▶ **EXERCISE TASKS**
1 > Write out the part of the passage on online connection and identity movements between "Throw Covid into" and "MeToo, transgender ideology.", inclusive.
2 > Continue the passage on online connection and identity movements from the point where it stops.

▶ **EXERCISE PASSAGE**
═══

Throw Covid into the mix and right now in 2022 we are always physically alone, but mentally- digitally- always connected, often very deeply, to hundreds or thousands of others. The human sense of ‘separation’, however, has not been alleviated, it has just taken on a new form that oscillates between the social and the personal.

We are now seeing the rise of (modernist) social mass movements based entirely around (postmodern) personal identity. People are joining together to affect real world norms, rules and laws with the aim of changing society based on idealised, internet-facilitated visions of ‘the Authentic Self within the Perfect World’. These ideas have been forged in non-physical, online spaces and are often based on subjective experience and feelings. Think the Proud Boys, Brexit, Men’s Rights Activism, but also think Black Lives Matter, MeToo, transgender ideology.

═══

▶ **DATA SEGMENT**
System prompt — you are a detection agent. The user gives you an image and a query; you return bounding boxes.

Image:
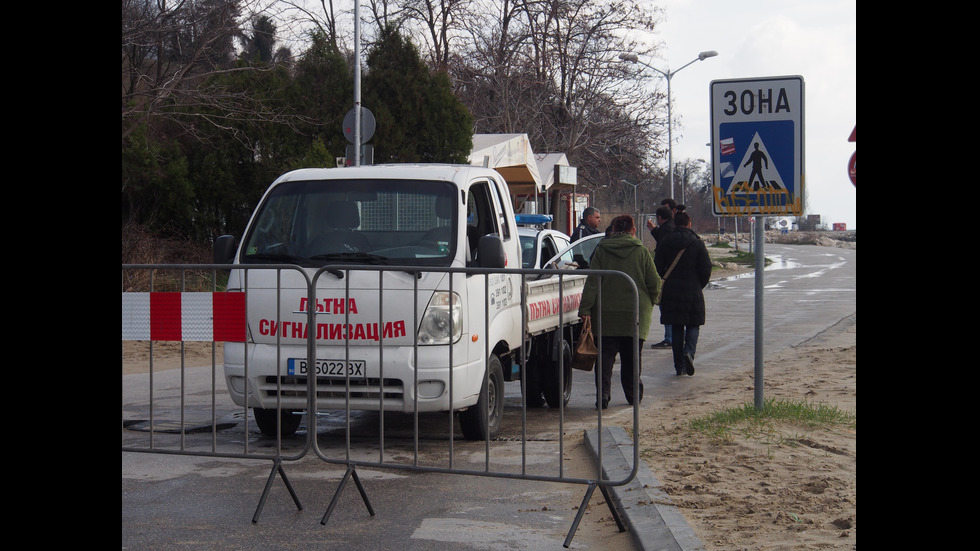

═══

▶ **RESULTS IN ORDER**
1 >
Throw Covid into the mix and right now in 2022 we are always physically alone, but mentally- digitally- always connected, often very deeply, to hundreds or thousands of others. The human sense of ‘separation’, however, has not been alleviated, it has just taken on a new form that oscillates between the social and the personal.

We are now seeing the rise of (modernist) social mass movements based entirely around (postmodern) personal identity. People are joining together to affect real world norms, rules and laws with the aim of changing society based on idealised, internet-facilitated visions of ‘the Authentic Self within the Perfect World’. These ideas have been forged in non-physical, online spaces and are often based on subjective experience and feelings. Think the Proud Boys, Brexit, Men’s Rights Activism, but also think Black Lives Matter, MeToo, transgender ideology.

2 >
If we experience distress, struggle or pain in the real world, we embody it and use it as a new kind of ‘essence’ in order to label ourselves online. We have invented a HUGE number of labels that have atomised everything from our perception of pain or our energy levels (eg “spoonies”) to our preferred dating style (eg “demiromantic”) to our unique learning or socialising style (eg “neurodivergent”) to our perception of our place within a set of social norms (eg “non-binary”). We are unique and yet we want to connect with others who consider themselves to be “unique” in exactly the same way we are. We connect with others who have chosen the same label and find relief from the loneliness. And we use those online connections to attempt to change the real world so that we can hopefully find relief from the distress, struggle and pain we feel there. The irony being that if we find relief in real life, the labels we use will no longer suit us and we will lose our community online… Retain the labels, retain the connection, retain the pain…

Sometimes we notice friends and family falling into a group when they start to add their ‘labels’ to their social media bios. Maybe we wonder how they can perceive themselves as something so different from how we have always perceived them. Maybe we start to feel afraid to say what we think about something because we’ve seen how friends and family respond to others who have said those things. Maybe friends and family start to speak about ‘people like you’ in a way that concerns or angers you. And with that – without your say so, without your choice – they have added you to a group (‘people like you’)… and now you are part of this, too.

What do you do?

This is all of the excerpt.